> _Activity_
Reproduce the lines from the one holding "Target: soccer player" to the end of the entries. Include both ends and change nothing.
──────────────────────────────
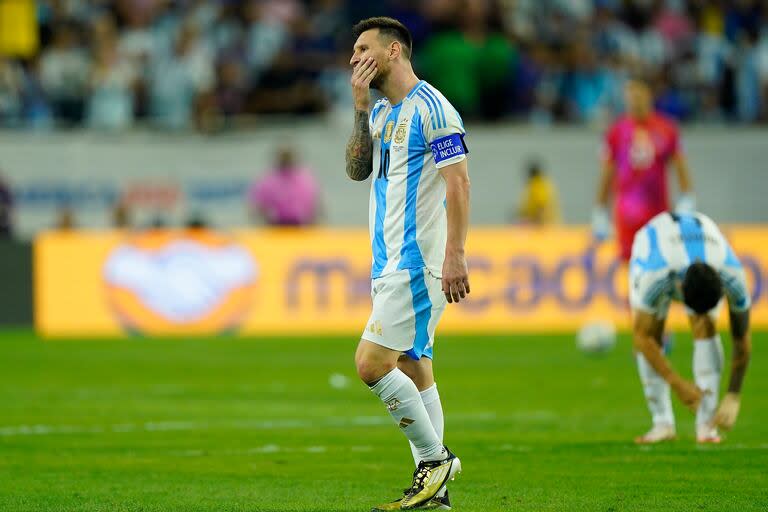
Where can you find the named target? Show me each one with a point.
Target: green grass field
(254, 425)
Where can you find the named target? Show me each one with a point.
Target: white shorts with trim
(407, 305)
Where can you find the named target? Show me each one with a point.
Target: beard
(380, 80)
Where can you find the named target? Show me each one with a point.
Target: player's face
(369, 44)
(637, 96)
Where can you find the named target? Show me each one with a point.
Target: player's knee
(407, 367)
(370, 370)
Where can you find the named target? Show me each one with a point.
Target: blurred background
(210, 65)
(149, 114)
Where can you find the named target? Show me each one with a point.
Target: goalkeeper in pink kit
(639, 146)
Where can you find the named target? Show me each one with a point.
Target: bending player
(685, 257)
(419, 216)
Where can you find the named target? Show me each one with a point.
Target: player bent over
(413, 142)
(685, 257)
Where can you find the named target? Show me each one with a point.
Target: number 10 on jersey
(384, 165)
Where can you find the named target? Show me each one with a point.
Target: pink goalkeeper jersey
(286, 197)
(640, 151)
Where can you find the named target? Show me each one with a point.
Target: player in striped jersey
(412, 141)
(685, 257)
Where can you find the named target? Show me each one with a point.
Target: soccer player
(638, 148)
(685, 257)
(412, 141)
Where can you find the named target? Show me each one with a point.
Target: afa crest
(388, 132)
(400, 134)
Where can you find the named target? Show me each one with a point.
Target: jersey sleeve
(734, 281)
(675, 146)
(651, 282)
(443, 129)
(609, 146)
(375, 111)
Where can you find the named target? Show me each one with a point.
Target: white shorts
(407, 304)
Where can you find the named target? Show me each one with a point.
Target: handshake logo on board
(172, 284)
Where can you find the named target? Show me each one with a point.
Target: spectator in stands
(121, 215)
(177, 80)
(539, 205)
(6, 210)
(472, 63)
(287, 195)
(65, 218)
(11, 91)
(543, 60)
(64, 71)
(110, 104)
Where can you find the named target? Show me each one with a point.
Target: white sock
(431, 399)
(657, 393)
(707, 368)
(403, 401)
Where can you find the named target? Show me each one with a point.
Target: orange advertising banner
(316, 281)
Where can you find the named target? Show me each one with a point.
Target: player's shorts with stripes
(407, 305)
──────────────────────────────
> _Response area_
Target: soccer player
(638, 148)
(685, 257)
(412, 141)
Where can you find the named target? Show me each one with a point.
Target: afa crest
(388, 132)
(400, 134)
Where can you find the named target? Show me each one with a point.
Target: jersey sleeve
(734, 281)
(675, 146)
(651, 282)
(443, 129)
(609, 146)
(375, 111)
Where can you find the named target? Show me each one with a point.
Target: white shorts
(407, 304)
Where can you find the named target? Show me each one with a point.
Target: handshake logo on board
(172, 284)
Where can you find the named target? Show me each one with a point.
Target: spectator in stands
(121, 215)
(177, 80)
(539, 205)
(6, 210)
(472, 63)
(287, 195)
(65, 218)
(11, 91)
(543, 60)
(64, 71)
(110, 104)
Where can you find the named target? Show me each one with a point.
Target: white sock
(431, 399)
(657, 393)
(707, 368)
(403, 401)
Where can you find the named target? Show me each one with a point.
Target: orange advertising banner
(316, 281)
Where can you find the named target? Show me each one with a point.
Target: player's shorts with stripes
(407, 305)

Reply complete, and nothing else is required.